## START Quoted text

New Century Cos. Announces $950,000 in New Orders Friday October 28, 8:30 am ET
Machine-Tool Firm Also Reports "Unusually High" Level of Quote Requests
LOS ANGELES, CA--(MARKET WIRE)--Oct 28, 2005 -- New Century Companies, Inc. (OTC BB:NCNC.OB - News), a leading manufacturer and re-manufacturer of machine tools, today announced new orders totaling $950,000 for vertical turning centers (VTCs). The Company also reported that requested quotes -- key indicators of future business -- have been running at historically high levels since the beginning of September.
The latest orders follow $2.74 million in orders reported by New Century during August and September 2005. Revenue from the new orders will be recognized during the fourth quarter of 2005 and the first quarter of 2006.
One order totals $475,000 and is for a re-manufactured VTC, a large vertical lathe. The buyer (unnamed here for competitive reasons) is a California-based maker of turbine-based systems used in natural gas processing, petrochemicals and power recovery applications. Another order, valued at $360,000, is for a VTC to be used by an Indiana-based manufacturer of drive-train components for construction, mining, rail, marine, defense and other applications. A third order, for $95,000, is for added work on previously announced contract.

## END Quoted text

### The request
Return, word for word, the part of the machine-tool announcement that opens with the words containing "One order totals" and closes with "previously announced contract.". None of the rows is needed.

## START Stored rows

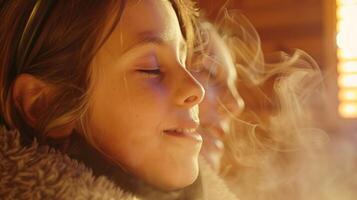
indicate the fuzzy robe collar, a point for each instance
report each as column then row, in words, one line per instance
column 39, row 172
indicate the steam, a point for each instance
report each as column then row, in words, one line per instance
column 276, row 151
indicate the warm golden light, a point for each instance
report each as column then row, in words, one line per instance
column 347, row 67
column 346, row 2
column 348, row 95
column 348, row 110
column 346, row 40
column 346, row 54
column 347, row 80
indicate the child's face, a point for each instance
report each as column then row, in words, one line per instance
column 218, row 76
column 143, row 109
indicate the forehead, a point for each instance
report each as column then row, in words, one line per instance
column 146, row 20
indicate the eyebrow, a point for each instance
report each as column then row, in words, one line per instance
column 147, row 37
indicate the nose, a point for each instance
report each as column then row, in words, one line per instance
column 189, row 91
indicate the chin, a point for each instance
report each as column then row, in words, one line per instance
column 179, row 178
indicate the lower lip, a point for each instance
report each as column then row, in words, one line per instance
column 195, row 136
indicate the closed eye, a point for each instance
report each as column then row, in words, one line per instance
column 150, row 71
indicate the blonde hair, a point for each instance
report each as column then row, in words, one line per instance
column 274, row 137
column 61, row 56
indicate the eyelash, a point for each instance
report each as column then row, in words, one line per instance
column 151, row 71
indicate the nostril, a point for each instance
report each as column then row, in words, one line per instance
column 191, row 99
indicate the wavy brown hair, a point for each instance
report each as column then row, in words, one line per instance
column 61, row 55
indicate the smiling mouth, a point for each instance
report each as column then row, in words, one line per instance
column 184, row 133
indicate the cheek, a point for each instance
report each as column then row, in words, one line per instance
column 209, row 105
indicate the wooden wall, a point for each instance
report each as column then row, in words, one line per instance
column 282, row 24
column 286, row 24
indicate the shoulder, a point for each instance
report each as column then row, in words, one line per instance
column 39, row 172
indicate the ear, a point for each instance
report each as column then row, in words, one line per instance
column 30, row 96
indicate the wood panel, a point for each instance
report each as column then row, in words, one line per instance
column 281, row 24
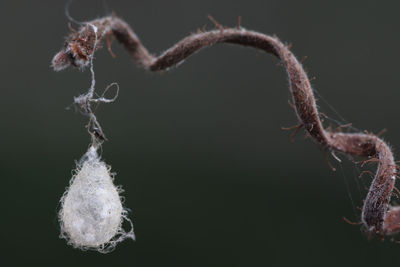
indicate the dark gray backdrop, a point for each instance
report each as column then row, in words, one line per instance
column 210, row 177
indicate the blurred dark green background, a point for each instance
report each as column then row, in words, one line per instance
column 210, row 177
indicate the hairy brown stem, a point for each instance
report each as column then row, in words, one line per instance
column 377, row 215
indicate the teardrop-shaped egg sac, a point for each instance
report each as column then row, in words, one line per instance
column 91, row 213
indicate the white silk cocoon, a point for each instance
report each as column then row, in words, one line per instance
column 91, row 212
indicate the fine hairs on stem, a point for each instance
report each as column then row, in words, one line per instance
column 378, row 216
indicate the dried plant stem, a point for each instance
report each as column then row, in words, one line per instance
column 377, row 215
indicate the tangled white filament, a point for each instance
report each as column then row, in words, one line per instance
column 92, row 214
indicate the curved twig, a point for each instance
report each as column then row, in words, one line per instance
column 377, row 215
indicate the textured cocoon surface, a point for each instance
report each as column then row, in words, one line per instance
column 91, row 214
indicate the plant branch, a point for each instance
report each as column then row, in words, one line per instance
column 377, row 215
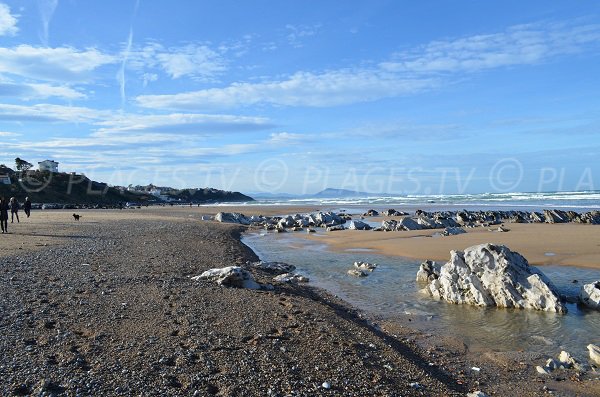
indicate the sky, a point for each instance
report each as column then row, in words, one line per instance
column 385, row 97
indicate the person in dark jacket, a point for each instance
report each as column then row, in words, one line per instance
column 4, row 214
column 27, row 206
column 14, row 210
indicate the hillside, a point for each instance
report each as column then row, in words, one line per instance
column 208, row 195
column 63, row 188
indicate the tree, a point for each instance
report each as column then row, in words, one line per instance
column 22, row 165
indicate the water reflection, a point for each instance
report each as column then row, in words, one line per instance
column 391, row 291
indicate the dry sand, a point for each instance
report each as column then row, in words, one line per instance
column 542, row 244
column 105, row 306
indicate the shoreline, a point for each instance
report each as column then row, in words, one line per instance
column 143, row 259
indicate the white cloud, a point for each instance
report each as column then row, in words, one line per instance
column 51, row 113
column 54, row 64
column 8, row 21
column 286, row 138
column 518, row 45
column 183, row 123
column 192, row 60
column 196, row 61
column 47, row 91
column 47, row 8
column 301, row 89
column 299, row 32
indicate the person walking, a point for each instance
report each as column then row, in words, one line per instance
column 4, row 214
column 27, row 206
column 14, row 210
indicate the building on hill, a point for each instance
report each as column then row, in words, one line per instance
column 48, row 165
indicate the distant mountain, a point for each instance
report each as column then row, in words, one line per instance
column 208, row 195
column 66, row 188
column 335, row 193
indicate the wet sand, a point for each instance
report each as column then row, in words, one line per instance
column 541, row 244
column 105, row 306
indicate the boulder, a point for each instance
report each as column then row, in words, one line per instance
column 365, row 266
column 358, row 273
column 493, row 275
column 389, row 226
column 274, row 267
column 589, row 295
column 427, row 272
column 371, row 213
column 232, row 217
column 292, row 278
column 408, row 224
column 358, row 225
column 453, row 231
column 594, row 353
column 230, row 276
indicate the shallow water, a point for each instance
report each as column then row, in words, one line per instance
column 391, row 292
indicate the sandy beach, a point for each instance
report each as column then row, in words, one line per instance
column 105, row 306
column 542, row 244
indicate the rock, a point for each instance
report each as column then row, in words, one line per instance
column 287, row 221
column 589, row 295
column 274, row 267
column 566, row 360
column 371, row 213
column 555, row 216
column 292, row 278
column 477, row 393
column 230, row 276
column 408, row 224
column 537, row 217
column 365, row 266
column 541, row 370
column 358, row 273
column 594, row 353
column 453, row 231
column 388, row 226
column 427, row 272
column 358, row 225
column 232, row 217
column 493, row 275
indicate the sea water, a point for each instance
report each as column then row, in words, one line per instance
column 391, row 292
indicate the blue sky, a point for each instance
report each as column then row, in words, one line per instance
column 380, row 96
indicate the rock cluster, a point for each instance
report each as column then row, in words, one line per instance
column 491, row 275
column 362, row 269
column 564, row 361
column 230, row 276
column 589, row 295
column 296, row 221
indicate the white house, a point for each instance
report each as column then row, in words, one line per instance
column 48, row 165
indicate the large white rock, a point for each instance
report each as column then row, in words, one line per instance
column 493, row 275
column 358, row 225
column 230, row 276
column 589, row 295
column 594, row 353
column 232, row 217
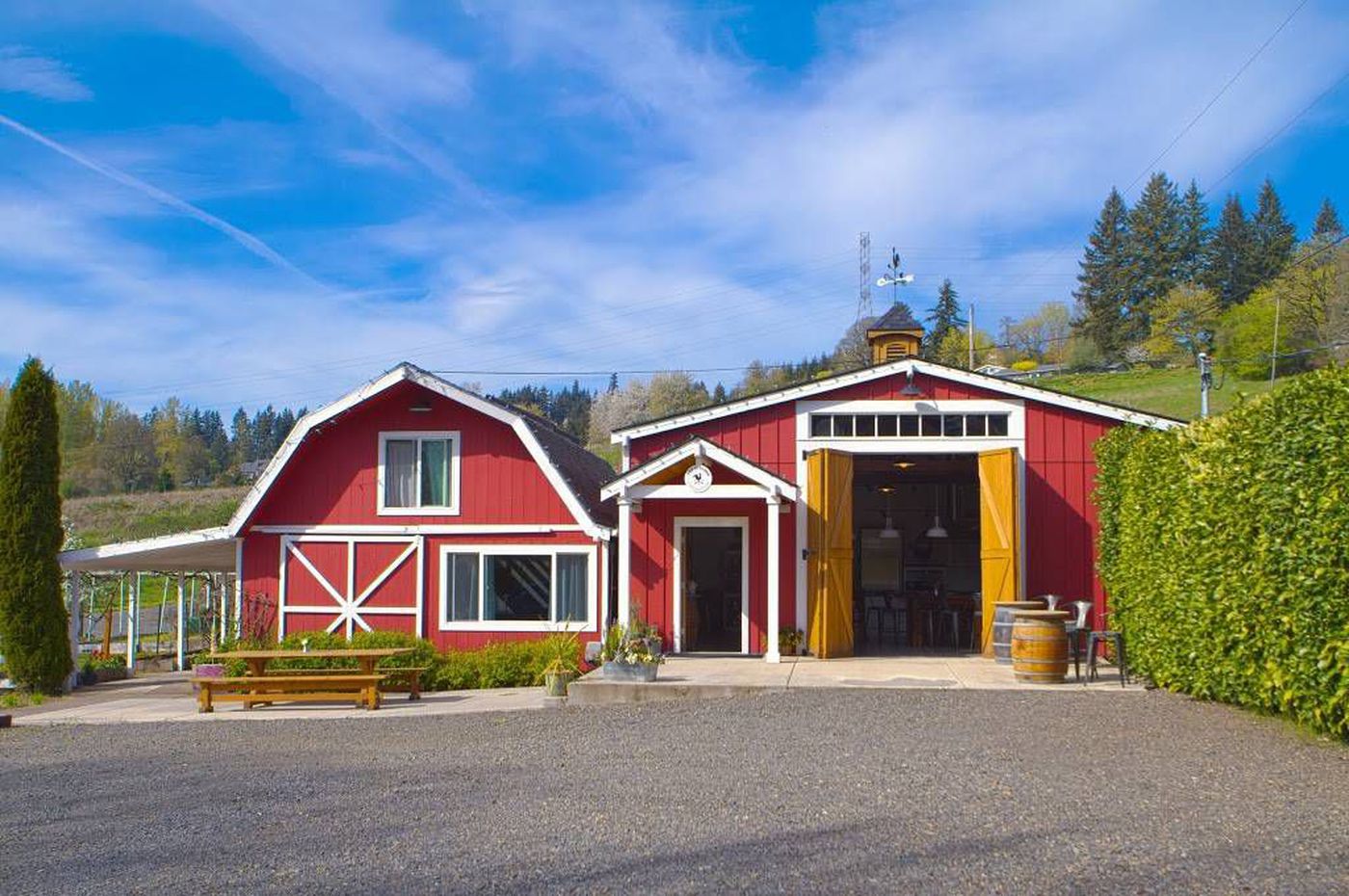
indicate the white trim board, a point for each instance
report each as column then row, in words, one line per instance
column 892, row 369
column 444, row 623
column 701, row 448
column 409, row 373
column 677, row 572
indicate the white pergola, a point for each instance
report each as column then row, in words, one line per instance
column 202, row 551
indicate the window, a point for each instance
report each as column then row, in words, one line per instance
column 418, row 472
column 510, row 587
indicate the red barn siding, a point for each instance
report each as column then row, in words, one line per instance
column 332, row 478
column 1061, row 522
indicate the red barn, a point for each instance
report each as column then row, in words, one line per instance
column 889, row 505
column 414, row 505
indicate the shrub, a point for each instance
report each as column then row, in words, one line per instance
column 1225, row 552
column 34, row 634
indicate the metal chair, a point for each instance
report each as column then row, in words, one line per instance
column 1079, row 623
column 1106, row 637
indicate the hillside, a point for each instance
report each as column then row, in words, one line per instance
column 1171, row 393
column 110, row 518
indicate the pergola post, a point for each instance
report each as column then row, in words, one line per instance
column 73, row 592
column 775, row 596
column 132, row 623
column 624, row 560
column 181, row 630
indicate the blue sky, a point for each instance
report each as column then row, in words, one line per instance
column 242, row 202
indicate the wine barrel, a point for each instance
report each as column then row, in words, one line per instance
column 1002, row 619
column 1041, row 646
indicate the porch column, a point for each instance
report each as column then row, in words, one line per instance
column 624, row 559
column 181, row 634
column 775, row 596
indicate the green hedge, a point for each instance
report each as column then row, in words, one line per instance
column 1225, row 552
column 494, row 666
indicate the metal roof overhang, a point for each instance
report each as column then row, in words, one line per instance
column 198, row 551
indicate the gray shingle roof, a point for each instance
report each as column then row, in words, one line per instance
column 899, row 317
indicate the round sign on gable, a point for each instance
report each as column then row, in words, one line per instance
column 698, row 478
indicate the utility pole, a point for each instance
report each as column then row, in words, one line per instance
column 1204, row 382
column 863, row 266
column 971, row 335
column 1274, row 351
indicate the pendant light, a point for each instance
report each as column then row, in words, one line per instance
column 937, row 531
column 889, row 531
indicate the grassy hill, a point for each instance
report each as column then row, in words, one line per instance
column 1171, row 393
column 110, row 518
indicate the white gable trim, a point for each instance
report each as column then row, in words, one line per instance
column 435, row 383
column 699, row 448
column 879, row 371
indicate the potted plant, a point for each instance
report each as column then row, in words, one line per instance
column 627, row 656
column 789, row 641
column 562, row 650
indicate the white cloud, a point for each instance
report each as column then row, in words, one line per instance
column 26, row 71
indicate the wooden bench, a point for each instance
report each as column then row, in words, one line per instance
column 402, row 679
column 361, row 690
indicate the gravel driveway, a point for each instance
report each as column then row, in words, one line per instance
column 806, row 791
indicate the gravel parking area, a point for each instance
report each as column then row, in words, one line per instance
column 826, row 791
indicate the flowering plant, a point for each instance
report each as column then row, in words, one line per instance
column 630, row 646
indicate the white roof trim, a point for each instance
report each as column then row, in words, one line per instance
column 435, row 383
column 701, row 448
column 879, row 371
column 84, row 558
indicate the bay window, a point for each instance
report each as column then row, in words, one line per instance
column 516, row 587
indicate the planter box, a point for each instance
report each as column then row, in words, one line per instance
column 630, row 671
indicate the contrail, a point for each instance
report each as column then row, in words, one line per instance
column 243, row 238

## END Stored rows

### Response below
One order totals $475,000 and is for a re-manufactured VTC, a large vertical lathe. The buyer (unnamed here for competitive reasons) is a California-based maker of turbine-based systems used in natural gas processing, petrochemicals and power recovery applications. Another order, valued at $360,000, is for a VTC to be used by an Indiana-based manufacturer of drive-train components for construction, mining, rail, marine, defense and other applications. A third order, for $95,000, is for added work on previously announced contract.